CHALLENGE ::
Only the lines from the one containing "If you could point out the protest" through the end of the entries should be repeated, exactly as they appear, first and last included.

INFORMATION GIVEN ::
%%
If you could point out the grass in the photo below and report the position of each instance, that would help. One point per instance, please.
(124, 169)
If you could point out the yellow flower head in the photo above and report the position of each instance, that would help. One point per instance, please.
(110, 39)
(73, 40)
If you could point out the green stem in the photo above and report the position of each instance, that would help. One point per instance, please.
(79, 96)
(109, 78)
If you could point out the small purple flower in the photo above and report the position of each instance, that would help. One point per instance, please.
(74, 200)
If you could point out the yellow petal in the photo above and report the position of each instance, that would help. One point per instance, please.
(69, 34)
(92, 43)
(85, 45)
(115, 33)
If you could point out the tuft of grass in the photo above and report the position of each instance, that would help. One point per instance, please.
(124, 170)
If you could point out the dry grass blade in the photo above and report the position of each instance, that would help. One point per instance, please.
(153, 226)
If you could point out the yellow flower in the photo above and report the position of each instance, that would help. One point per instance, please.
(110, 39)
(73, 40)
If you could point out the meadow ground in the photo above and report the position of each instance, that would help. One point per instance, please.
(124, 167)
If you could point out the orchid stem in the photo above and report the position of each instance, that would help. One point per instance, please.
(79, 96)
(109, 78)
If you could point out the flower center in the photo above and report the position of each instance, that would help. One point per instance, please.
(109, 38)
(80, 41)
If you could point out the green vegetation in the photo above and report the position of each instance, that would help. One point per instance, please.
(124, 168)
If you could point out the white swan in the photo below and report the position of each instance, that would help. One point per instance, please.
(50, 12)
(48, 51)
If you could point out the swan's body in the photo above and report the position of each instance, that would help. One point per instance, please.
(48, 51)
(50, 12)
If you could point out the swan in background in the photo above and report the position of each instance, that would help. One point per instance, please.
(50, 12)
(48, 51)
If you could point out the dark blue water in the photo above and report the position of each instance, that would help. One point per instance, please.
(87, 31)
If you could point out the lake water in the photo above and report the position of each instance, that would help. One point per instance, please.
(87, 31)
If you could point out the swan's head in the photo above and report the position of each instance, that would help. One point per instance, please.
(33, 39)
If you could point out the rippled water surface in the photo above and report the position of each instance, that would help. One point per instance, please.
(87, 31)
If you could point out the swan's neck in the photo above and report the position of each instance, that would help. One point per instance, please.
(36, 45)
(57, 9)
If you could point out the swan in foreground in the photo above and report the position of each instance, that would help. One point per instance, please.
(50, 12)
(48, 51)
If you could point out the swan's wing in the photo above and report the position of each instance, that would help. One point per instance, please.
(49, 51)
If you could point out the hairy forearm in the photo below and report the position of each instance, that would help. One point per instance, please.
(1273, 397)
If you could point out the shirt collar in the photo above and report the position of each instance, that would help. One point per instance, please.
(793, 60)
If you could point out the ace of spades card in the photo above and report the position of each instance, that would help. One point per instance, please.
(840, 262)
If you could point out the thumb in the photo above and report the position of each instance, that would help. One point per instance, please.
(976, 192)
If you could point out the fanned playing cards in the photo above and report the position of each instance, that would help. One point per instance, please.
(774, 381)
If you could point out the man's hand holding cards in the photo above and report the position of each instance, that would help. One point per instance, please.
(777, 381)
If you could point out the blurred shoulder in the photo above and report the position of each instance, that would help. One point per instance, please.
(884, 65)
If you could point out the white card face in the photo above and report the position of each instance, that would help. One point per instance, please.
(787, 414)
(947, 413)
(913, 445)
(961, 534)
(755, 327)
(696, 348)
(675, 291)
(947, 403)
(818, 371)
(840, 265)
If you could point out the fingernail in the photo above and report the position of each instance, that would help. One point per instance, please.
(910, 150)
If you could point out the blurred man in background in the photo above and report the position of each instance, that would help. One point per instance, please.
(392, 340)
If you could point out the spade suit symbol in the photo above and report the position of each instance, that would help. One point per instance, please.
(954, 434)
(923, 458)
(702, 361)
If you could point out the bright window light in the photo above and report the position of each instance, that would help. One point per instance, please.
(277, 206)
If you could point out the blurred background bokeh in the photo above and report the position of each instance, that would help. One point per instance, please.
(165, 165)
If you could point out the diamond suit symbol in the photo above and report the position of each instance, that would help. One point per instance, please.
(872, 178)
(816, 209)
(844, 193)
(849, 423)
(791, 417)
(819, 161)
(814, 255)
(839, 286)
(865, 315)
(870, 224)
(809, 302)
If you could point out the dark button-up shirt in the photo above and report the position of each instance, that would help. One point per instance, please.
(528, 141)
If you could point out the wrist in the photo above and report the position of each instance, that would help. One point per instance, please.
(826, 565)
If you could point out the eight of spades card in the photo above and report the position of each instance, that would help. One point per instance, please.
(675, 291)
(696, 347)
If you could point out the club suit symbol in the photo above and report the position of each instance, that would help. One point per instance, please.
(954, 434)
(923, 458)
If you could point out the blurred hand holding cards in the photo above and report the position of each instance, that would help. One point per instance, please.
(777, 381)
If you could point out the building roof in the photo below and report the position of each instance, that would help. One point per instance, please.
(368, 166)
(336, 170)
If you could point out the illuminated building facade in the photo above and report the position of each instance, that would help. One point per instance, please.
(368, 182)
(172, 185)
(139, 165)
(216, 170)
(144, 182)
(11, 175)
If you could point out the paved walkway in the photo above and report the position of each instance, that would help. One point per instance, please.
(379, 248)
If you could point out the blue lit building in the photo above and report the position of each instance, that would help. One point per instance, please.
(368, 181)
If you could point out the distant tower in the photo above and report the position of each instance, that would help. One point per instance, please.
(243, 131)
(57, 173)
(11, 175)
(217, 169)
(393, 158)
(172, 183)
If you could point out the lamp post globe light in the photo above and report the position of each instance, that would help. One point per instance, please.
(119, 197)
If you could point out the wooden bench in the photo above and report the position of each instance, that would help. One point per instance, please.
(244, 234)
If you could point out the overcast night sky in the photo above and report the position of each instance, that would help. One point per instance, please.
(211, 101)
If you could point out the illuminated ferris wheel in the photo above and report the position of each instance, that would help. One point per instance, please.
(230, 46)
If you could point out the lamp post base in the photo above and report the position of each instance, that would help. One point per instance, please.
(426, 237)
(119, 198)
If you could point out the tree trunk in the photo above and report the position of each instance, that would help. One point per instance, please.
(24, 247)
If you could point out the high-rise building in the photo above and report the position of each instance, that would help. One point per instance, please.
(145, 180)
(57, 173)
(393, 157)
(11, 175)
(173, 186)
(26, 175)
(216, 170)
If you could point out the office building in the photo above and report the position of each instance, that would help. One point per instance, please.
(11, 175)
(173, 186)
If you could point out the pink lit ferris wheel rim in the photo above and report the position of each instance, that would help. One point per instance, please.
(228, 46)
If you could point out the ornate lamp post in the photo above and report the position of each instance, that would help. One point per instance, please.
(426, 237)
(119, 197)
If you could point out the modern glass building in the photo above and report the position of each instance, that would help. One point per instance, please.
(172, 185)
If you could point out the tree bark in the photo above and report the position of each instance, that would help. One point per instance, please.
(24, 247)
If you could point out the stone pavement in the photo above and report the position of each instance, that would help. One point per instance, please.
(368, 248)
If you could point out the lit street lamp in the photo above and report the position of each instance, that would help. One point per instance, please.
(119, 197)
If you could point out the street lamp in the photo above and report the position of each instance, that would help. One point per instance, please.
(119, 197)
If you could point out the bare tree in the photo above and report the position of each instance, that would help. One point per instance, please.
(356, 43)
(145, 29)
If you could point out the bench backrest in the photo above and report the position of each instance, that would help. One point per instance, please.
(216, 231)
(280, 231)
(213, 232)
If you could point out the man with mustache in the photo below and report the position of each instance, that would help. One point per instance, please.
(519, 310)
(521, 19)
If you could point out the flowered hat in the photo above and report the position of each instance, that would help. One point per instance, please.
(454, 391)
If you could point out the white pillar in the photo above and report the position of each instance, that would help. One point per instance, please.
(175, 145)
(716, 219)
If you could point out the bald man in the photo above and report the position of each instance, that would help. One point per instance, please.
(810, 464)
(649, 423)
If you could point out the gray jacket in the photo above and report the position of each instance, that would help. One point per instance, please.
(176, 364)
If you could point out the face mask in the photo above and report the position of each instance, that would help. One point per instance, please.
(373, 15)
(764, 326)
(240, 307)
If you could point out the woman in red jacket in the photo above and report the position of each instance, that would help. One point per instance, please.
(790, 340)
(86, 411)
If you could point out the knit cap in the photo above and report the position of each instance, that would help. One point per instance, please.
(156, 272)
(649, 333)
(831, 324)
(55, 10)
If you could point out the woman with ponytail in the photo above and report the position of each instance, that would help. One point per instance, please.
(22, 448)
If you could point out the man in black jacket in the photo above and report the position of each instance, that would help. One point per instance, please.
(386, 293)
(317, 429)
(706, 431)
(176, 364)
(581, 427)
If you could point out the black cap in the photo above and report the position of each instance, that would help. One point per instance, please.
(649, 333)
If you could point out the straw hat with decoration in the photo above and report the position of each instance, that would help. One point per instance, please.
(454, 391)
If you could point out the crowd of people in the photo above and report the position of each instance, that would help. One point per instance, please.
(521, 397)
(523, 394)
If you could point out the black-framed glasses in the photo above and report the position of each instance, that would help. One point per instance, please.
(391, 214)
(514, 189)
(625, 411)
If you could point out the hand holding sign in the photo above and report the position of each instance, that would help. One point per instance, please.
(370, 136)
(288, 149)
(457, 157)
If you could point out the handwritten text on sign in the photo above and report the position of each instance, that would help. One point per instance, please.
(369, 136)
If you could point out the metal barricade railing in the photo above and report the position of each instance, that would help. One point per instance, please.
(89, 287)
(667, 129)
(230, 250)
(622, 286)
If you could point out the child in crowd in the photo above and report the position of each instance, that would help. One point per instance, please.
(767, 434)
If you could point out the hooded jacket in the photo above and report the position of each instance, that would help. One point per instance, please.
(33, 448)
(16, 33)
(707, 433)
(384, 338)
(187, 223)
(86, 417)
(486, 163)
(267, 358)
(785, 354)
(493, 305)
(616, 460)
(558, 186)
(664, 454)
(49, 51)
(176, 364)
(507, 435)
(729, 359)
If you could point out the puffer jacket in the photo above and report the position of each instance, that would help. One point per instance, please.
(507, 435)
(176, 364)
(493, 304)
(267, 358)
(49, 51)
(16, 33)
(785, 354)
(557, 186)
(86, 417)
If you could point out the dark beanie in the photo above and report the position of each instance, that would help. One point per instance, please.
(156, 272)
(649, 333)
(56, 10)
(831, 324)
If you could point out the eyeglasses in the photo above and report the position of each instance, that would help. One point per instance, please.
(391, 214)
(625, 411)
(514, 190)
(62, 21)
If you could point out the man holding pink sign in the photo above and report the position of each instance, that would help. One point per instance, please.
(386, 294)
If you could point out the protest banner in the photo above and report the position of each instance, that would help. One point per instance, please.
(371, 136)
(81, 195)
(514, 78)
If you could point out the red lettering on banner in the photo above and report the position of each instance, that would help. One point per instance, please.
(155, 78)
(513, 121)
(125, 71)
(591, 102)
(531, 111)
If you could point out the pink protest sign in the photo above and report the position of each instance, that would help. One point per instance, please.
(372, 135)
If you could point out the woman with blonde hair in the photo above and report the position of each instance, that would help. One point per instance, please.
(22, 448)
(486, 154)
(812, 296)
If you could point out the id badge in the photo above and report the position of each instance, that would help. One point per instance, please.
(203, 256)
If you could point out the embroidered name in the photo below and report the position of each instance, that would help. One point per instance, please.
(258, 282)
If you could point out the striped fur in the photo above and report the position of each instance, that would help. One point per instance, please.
%%
EXERCISE ANSWER ::
If you could point out the protest banner in the photo above and report the position of each instance, that would help. One point per instance, please.
(371, 136)
(81, 195)
(514, 78)
If you could point out the red lettering on banner in the photo above and report the position of each instance, that would help. One point per instance, please.
(155, 78)
(513, 121)
(125, 71)
(591, 102)
(531, 111)
If you could point out the pink protest sign in the photo above and report the position of each instance, that would help. One point per instance, please.
(372, 135)
If you could point out the woman with blonde hair in the photo above and report the position of each instance, that would help. One point per instance, please.
(22, 448)
(486, 154)
(812, 296)
If you could point out the id badge in the photo above and report the position of each instance, that would help. One point per instance, please.
(203, 256)
If you could point out the embroidered name in the photo below and report the position of each instance, that would help. One point per instance, please.
(258, 282)
If you could point out the striped fur in the photo above and report the position of each instance, that would help. One point per instance, please.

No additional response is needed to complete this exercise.